## Work instructions
Beneath this line is the data. Output exactly the lines from the line with "Note to the class: point at the terracotta" to the line with "Note to the class: point at the curtain", both ends included, and nothing more.

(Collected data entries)

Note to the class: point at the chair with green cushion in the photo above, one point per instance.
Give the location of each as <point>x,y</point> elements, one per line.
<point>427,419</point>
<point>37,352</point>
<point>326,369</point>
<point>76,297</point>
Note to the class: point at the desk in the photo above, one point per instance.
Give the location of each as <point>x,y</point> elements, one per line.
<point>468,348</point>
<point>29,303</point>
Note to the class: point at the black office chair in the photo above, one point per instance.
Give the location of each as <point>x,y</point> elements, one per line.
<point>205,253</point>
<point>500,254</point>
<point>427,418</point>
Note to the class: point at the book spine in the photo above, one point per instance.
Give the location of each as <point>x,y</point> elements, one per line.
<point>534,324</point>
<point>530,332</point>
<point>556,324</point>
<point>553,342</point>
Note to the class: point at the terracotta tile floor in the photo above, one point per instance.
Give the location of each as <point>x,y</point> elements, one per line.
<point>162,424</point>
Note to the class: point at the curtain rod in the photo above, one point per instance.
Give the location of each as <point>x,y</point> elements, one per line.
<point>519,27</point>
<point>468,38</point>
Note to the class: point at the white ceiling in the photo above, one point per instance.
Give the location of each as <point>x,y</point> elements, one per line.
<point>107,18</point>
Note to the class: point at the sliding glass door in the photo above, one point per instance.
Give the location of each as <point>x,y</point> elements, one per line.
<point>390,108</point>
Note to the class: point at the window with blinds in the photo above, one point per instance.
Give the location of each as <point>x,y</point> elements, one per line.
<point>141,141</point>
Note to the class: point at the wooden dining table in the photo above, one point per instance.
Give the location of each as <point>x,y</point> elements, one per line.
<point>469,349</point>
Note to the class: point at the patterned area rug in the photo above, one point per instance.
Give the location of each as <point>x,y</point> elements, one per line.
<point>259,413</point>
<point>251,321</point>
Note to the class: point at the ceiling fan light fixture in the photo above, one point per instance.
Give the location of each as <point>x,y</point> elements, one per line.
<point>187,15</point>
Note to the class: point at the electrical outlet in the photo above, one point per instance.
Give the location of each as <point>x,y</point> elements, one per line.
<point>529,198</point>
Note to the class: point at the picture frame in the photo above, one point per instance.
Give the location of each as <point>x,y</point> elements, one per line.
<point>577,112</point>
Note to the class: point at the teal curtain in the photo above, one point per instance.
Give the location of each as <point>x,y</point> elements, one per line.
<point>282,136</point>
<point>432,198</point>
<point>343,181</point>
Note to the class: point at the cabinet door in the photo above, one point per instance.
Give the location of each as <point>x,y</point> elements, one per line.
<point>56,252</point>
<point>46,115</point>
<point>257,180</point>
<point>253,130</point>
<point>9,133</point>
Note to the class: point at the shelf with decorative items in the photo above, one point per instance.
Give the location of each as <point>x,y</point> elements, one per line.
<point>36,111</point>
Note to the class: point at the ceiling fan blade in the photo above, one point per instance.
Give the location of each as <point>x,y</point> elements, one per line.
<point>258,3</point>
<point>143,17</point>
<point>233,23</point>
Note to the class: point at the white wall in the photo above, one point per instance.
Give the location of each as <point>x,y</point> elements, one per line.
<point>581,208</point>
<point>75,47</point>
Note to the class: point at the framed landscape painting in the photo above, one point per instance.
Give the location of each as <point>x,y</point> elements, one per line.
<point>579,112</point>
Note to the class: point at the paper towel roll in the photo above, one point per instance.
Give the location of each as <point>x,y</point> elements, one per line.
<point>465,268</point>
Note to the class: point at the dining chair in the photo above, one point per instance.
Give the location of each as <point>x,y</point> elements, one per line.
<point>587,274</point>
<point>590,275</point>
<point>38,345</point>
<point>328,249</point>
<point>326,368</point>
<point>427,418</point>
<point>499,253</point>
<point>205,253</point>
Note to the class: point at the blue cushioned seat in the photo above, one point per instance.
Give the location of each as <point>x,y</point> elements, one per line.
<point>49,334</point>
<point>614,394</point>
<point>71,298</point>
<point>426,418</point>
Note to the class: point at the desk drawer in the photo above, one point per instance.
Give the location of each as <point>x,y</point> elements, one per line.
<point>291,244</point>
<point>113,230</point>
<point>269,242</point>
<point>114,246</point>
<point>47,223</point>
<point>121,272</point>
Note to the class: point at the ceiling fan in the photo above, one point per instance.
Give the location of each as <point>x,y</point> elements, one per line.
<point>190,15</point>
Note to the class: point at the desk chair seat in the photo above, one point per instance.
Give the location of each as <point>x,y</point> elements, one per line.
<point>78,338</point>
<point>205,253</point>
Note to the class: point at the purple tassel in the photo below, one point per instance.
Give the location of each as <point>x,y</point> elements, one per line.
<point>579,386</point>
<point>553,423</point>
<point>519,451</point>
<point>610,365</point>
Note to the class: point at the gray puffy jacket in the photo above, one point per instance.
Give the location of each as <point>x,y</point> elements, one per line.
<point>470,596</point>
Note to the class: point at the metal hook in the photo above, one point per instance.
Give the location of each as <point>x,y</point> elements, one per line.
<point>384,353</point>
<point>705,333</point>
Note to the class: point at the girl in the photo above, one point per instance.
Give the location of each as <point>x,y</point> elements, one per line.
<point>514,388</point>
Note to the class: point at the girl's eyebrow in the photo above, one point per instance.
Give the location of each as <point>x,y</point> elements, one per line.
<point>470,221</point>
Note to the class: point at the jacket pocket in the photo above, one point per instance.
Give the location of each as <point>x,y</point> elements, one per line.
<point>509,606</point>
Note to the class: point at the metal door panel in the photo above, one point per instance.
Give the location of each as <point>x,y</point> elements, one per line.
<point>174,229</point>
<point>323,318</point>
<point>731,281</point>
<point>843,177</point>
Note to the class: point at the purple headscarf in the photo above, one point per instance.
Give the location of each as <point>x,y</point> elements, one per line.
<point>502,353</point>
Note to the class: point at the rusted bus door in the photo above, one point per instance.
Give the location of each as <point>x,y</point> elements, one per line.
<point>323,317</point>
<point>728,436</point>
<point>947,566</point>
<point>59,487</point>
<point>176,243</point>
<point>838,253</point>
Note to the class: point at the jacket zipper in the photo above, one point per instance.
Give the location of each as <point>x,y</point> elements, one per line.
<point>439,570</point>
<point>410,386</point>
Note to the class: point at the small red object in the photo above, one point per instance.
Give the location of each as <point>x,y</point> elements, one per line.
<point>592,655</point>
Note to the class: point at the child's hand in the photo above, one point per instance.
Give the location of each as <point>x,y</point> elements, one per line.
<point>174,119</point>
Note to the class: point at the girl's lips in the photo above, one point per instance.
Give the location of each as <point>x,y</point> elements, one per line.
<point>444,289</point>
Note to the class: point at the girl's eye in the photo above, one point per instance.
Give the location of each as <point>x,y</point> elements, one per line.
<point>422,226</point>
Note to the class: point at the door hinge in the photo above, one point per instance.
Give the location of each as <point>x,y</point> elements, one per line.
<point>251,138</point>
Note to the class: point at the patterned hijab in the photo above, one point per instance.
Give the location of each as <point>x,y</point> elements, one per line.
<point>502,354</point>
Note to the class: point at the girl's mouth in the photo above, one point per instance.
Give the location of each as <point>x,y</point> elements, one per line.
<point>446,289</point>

## Written solution
Note to the class: point at the terracotta tile floor in the photo above, one point per instance.
Give the location of each as <point>x,y</point> elements, one per line.
<point>162,424</point>
Note to the class: point at the curtain rod in the photo above, one point per instance.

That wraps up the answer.